--- Exercise brief ---
Please copy out, word for word, the lines of the entries below, starting at the line that contains "If you would be willing to indicate the haze" and stopping after the line that contains "If you would be willing to indicate the limestone". Give only those lines.

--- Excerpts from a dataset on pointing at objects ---
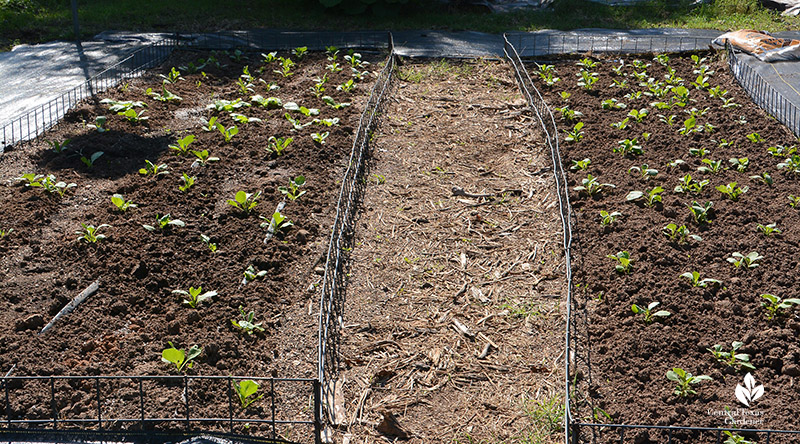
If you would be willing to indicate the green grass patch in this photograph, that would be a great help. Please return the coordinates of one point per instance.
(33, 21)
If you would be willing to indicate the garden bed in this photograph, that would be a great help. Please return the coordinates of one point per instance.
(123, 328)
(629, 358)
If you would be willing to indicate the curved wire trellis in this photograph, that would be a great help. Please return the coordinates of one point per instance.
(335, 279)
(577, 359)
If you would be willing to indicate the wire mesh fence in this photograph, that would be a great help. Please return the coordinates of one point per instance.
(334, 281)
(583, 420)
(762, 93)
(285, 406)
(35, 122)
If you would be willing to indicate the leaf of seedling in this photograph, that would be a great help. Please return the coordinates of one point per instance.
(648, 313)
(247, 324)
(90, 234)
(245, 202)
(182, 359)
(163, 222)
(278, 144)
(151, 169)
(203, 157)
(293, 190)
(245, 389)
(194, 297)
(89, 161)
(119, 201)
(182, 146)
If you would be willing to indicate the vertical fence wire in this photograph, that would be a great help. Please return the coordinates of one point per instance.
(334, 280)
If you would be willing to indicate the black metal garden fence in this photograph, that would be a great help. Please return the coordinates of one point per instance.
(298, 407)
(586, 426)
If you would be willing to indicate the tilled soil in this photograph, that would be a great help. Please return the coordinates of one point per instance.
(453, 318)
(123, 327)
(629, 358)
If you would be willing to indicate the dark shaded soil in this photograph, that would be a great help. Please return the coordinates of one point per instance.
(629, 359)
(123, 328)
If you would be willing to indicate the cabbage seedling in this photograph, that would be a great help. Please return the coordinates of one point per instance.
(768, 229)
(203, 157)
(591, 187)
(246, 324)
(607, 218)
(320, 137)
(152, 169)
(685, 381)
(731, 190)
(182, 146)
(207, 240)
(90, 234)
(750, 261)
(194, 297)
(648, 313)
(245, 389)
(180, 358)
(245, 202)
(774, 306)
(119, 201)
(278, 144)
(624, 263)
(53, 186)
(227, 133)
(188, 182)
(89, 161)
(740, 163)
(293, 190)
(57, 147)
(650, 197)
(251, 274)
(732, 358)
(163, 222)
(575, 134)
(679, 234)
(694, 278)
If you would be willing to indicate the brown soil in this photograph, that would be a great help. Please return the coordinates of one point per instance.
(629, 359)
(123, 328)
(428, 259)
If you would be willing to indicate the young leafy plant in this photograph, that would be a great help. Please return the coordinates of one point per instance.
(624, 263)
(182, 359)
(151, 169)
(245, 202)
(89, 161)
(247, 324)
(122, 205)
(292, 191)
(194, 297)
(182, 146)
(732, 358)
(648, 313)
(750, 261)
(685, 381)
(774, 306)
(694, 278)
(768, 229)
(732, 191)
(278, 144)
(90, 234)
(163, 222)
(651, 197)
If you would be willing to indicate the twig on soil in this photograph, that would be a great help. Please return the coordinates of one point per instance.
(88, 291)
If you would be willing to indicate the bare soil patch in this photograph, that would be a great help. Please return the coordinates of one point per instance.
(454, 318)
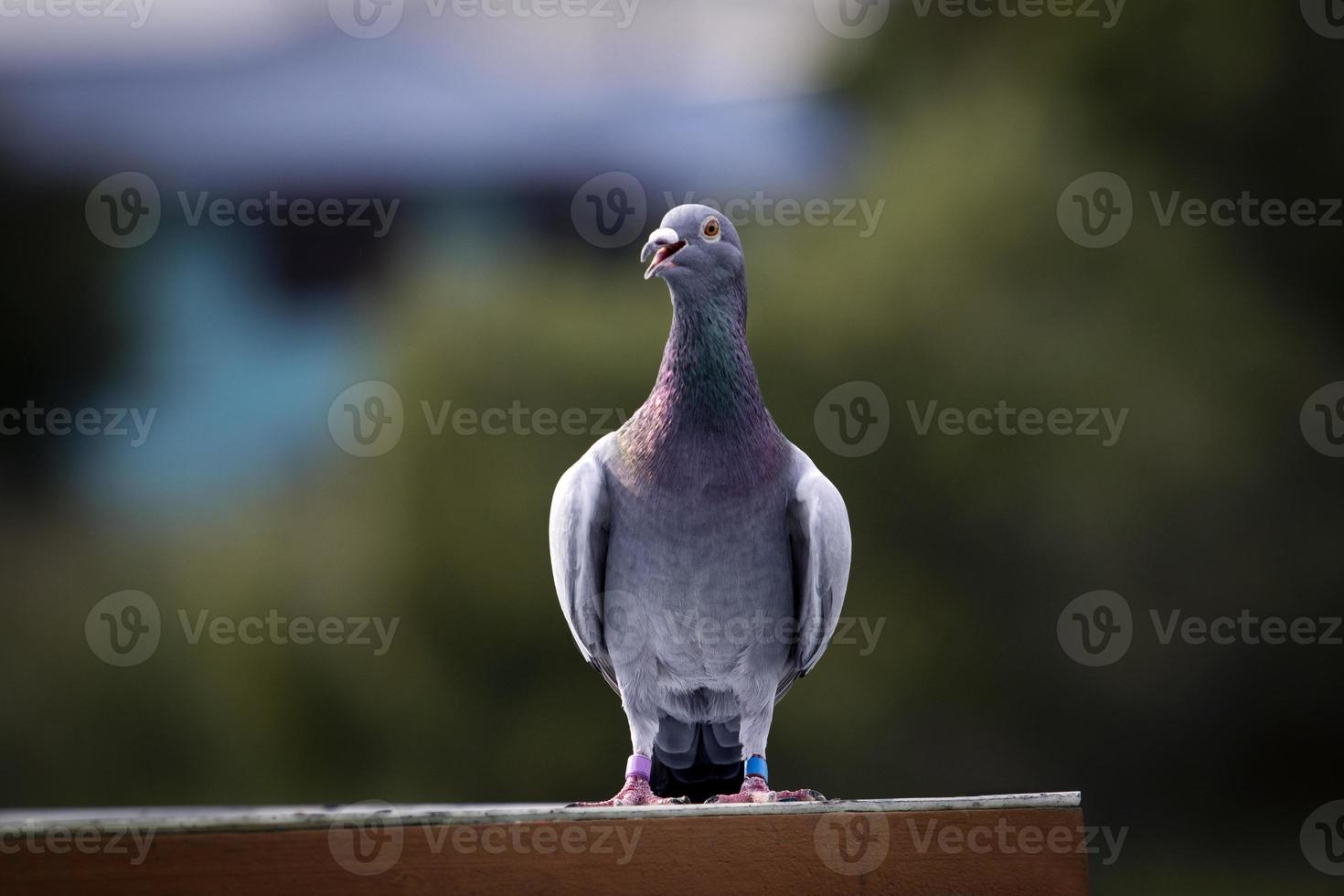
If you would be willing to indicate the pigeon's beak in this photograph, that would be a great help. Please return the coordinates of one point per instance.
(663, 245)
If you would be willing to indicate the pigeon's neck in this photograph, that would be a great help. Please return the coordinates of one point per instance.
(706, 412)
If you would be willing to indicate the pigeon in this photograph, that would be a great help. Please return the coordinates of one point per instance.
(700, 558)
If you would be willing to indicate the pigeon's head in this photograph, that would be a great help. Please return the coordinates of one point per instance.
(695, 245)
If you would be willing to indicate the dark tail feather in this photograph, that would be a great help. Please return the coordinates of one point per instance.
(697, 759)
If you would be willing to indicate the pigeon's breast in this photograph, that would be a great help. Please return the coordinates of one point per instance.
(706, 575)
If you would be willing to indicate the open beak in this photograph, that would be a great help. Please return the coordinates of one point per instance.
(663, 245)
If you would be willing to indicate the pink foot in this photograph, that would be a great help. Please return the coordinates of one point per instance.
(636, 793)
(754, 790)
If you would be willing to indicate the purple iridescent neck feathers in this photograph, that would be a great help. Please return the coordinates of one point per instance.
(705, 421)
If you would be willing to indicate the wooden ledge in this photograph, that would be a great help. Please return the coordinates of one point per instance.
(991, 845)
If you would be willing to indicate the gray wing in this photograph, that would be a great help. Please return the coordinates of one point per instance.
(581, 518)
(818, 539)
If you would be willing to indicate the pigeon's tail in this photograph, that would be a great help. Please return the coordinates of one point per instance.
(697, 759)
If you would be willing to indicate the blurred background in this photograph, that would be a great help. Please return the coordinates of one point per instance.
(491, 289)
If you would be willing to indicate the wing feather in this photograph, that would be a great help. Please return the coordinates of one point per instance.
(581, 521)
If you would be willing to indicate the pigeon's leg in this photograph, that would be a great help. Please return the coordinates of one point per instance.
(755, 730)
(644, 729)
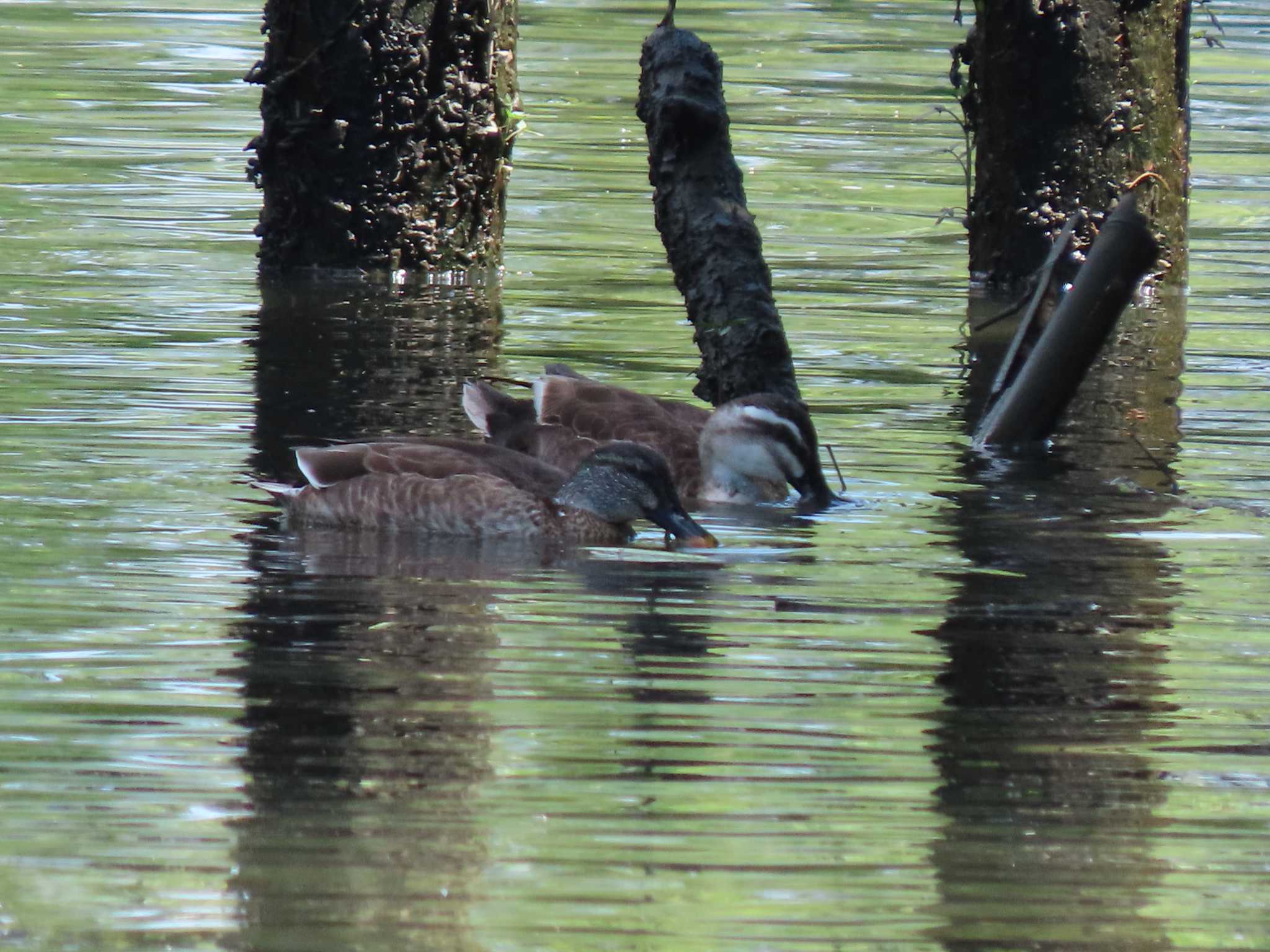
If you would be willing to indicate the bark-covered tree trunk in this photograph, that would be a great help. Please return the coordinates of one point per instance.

...

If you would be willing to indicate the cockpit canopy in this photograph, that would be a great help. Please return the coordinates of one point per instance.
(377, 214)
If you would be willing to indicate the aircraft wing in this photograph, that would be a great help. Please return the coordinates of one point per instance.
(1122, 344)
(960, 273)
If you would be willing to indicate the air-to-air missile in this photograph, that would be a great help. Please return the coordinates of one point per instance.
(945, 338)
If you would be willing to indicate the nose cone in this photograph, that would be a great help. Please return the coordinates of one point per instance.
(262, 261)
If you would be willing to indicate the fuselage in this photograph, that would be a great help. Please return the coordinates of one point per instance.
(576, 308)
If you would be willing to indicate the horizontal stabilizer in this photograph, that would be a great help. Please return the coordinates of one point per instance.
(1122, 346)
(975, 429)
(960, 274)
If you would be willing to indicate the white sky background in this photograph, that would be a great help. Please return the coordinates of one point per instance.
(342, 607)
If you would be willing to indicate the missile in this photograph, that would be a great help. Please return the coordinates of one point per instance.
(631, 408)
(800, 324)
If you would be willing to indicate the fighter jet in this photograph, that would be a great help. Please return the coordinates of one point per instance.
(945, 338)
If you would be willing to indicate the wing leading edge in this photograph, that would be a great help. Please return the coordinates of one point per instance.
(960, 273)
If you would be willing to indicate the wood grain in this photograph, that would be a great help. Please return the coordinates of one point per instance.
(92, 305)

---

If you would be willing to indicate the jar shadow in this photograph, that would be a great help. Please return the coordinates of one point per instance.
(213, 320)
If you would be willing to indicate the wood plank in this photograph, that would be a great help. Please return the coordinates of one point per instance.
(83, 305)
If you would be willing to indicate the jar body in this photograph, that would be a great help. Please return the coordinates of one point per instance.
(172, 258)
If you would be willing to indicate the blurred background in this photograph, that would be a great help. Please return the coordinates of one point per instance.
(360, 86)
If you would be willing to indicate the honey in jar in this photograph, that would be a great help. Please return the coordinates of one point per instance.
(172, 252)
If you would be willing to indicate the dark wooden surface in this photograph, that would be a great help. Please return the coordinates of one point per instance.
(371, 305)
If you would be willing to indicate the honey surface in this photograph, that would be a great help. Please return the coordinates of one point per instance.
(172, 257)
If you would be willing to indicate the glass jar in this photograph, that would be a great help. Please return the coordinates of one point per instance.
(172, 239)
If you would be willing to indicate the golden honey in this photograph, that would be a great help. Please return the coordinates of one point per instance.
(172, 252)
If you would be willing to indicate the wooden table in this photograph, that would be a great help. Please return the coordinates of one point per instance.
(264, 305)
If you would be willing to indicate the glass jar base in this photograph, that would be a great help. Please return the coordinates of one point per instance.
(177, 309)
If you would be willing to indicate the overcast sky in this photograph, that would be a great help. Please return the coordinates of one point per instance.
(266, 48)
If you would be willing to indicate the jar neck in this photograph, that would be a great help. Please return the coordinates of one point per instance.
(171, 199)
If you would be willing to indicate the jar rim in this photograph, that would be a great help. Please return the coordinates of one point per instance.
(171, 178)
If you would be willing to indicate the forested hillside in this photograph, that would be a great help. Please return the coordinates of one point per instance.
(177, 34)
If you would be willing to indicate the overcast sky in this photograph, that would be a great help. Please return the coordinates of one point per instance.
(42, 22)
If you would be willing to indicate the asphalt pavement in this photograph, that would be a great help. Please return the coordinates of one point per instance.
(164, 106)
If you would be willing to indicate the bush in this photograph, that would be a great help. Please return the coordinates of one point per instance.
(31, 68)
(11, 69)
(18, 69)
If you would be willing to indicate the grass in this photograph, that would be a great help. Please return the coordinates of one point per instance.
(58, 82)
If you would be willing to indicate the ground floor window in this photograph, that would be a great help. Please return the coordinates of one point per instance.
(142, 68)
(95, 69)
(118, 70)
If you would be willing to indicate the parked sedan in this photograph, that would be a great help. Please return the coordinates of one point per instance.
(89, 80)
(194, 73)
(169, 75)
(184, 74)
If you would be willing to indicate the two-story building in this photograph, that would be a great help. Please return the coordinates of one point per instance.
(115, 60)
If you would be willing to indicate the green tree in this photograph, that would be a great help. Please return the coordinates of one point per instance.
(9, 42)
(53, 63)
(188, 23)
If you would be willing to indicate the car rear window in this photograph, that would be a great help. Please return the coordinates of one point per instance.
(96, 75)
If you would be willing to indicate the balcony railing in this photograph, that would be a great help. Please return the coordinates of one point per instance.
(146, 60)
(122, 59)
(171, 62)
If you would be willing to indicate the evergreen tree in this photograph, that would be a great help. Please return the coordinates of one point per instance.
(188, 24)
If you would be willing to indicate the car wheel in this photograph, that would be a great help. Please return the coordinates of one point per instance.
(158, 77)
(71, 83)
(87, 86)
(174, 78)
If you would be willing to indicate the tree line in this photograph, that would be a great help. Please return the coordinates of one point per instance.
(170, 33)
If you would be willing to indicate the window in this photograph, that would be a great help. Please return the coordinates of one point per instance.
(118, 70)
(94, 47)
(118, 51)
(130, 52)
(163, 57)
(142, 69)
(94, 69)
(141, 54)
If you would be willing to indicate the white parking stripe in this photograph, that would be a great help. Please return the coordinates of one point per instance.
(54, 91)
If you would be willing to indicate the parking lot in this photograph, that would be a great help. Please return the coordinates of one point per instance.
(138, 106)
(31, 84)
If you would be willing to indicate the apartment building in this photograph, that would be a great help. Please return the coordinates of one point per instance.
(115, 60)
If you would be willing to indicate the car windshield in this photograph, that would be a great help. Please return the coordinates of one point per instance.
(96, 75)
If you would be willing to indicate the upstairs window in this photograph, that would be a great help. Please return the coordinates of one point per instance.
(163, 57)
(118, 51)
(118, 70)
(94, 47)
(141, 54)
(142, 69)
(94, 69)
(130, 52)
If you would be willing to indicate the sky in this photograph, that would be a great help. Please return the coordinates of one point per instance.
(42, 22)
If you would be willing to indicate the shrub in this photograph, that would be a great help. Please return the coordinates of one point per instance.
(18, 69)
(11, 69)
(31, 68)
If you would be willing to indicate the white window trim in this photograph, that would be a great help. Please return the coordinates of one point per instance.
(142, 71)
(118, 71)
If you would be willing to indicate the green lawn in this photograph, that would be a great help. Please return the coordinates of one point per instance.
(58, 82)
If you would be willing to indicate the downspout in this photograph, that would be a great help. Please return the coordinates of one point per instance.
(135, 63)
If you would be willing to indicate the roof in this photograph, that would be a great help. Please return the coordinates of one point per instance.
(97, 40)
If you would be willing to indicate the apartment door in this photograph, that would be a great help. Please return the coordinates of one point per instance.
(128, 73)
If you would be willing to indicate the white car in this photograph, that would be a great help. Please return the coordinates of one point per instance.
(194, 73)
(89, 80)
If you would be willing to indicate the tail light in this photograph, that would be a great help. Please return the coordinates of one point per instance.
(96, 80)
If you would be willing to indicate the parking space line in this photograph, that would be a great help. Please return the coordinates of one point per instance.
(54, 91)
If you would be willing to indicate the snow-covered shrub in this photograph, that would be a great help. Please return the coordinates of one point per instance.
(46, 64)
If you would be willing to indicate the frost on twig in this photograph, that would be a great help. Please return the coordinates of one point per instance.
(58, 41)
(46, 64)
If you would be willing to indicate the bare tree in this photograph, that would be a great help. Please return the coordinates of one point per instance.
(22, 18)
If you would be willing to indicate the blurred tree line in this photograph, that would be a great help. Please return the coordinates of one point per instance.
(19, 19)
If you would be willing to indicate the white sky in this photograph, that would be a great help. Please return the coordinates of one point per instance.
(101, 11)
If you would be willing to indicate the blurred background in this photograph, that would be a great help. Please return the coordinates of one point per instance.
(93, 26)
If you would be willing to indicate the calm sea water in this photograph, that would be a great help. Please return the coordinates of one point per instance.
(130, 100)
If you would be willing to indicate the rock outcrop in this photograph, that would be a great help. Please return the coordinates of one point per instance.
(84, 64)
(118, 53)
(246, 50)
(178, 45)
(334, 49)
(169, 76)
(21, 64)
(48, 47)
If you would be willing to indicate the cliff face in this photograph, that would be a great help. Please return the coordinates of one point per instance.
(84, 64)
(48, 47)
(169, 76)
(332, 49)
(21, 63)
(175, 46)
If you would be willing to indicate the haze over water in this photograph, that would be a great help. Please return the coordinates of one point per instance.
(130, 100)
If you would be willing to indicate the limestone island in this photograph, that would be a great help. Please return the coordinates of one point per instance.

--- Output for this exercise ---
If you would be willing to indicate the haze over water in this photograph, that would be a great help. Please return the coordinates of one point per instance.
(130, 100)
If you would be willing to indicate the limestone island in this photograph, that would be a great help. Please return the coordinates of one point per instance.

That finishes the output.